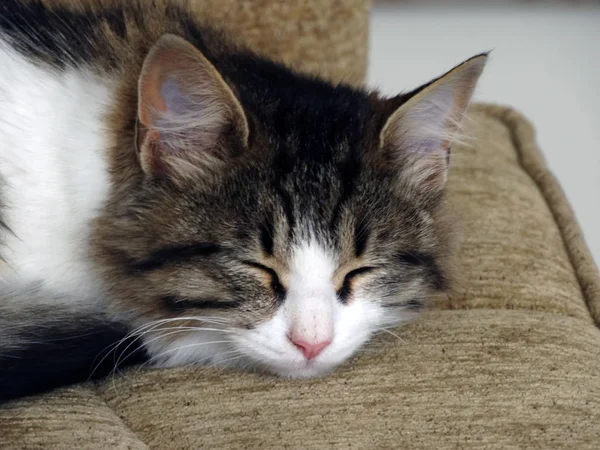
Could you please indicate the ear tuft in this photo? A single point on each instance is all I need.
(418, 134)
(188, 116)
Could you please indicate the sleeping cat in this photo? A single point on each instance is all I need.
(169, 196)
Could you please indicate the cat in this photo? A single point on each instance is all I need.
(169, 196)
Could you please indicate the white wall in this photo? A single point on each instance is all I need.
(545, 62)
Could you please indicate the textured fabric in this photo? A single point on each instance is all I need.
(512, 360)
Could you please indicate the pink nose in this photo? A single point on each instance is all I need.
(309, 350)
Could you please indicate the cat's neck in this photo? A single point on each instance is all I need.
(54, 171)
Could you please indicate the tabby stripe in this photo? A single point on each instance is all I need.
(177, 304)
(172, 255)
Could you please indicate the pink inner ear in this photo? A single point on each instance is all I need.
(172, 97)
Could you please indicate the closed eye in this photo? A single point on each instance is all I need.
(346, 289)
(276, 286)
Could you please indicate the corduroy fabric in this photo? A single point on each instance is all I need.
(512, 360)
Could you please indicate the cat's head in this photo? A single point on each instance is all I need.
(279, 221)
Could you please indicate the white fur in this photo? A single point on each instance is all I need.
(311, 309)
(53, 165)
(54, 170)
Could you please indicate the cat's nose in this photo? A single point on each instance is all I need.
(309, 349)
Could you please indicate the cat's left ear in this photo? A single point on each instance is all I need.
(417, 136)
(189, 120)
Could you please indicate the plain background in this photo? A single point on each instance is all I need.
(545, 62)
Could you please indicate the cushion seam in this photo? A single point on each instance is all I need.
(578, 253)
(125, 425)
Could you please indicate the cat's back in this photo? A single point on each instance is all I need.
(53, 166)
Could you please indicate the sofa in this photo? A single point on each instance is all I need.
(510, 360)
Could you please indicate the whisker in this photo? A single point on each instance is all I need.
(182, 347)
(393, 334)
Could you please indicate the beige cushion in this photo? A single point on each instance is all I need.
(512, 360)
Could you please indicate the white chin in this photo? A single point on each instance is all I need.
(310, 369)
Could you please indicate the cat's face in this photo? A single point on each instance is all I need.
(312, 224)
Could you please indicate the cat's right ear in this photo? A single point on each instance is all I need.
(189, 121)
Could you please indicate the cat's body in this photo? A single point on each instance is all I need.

::::

## EXERCISE DIRECTIONS
Leaving out every picture, repeat the records above exactly as they stand.

## ANSWER SPACE
Could you please indicate the ear tuft in this photo? A single point on each instance is all I need.
(418, 134)
(188, 116)
Could you please indicate the sleeping cat in this photo? A single point on each instance is all I need.
(169, 196)
Could you please indicate the cat in this photo? A single point on each instance is all I need.
(169, 196)
Could you please indicate the white wall in this photo? A single point on each instance is all I need.
(545, 62)
Could you please indicate the textured fabric in this photo? A single point on each instance is all I need.
(512, 360)
Could you please indicate the pink nose in this photo? A single point on each instance is all I need.
(309, 350)
Could you please indicate the cat's neck in this photo? A single point on each instance is all I need.
(54, 171)
Could you please indicate the tabby stripe in this photo? A single point on each instance is all I need.
(177, 304)
(172, 255)
Could you please indicate the pink inner ear in this photo? A single point on each instance is all I need.
(172, 97)
Could you please indicate the closed eye in this photo? A single point on each instance is all I need.
(346, 289)
(276, 286)
Could you please indicate the corduroy fabric in this photo? A single point on each instance is all I need.
(512, 360)
Could you please indicate the cat's head in this photo? A single point on each instance is all I need.
(279, 221)
Could you please indicate the white fur in this photo? A single point on each instance is all I need.
(311, 309)
(53, 165)
(54, 170)
Could you please indicate the cat's nose in this photo? A single point on each instance is all I need.
(309, 349)
Could you please indicate the cat's left ear in this photo? A single point on each instance is all I need.
(417, 136)
(189, 120)
Could you please indicate the plain background in this photo? A single point on each instance is all I need.
(545, 62)
Could you please indicate the cushion seam in this photo? A single point on each instance is all I need.
(578, 253)
(125, 425)
Could you please indicate the cat's back in this photo? A single point on each instance is all I need.
(53, 166)
Could you please indicate the sofa in this photo? A single point on each instance is all I need.
(510, 360)
Could you please indicate the whisker in this photo? A single point on each instance is all I need.
(182, 347)
(393, 334)
Could you please indicate the beige cushion in this photo? A single point on each instance is all I need.
(512, 360)
Could you please indicate the white chin in this photo? A single point on each instance is all I need.
(310, 369)
Could you please indicate the cat's face in this photo? A single point on each instance is all I need.
(312, 224)
Could you please indicate the cat's right ear in this photo? A single point on each instance is all I need.
(189, 121)
Could you please indicate the cat's body in this photo? A single point on each instance is all I need.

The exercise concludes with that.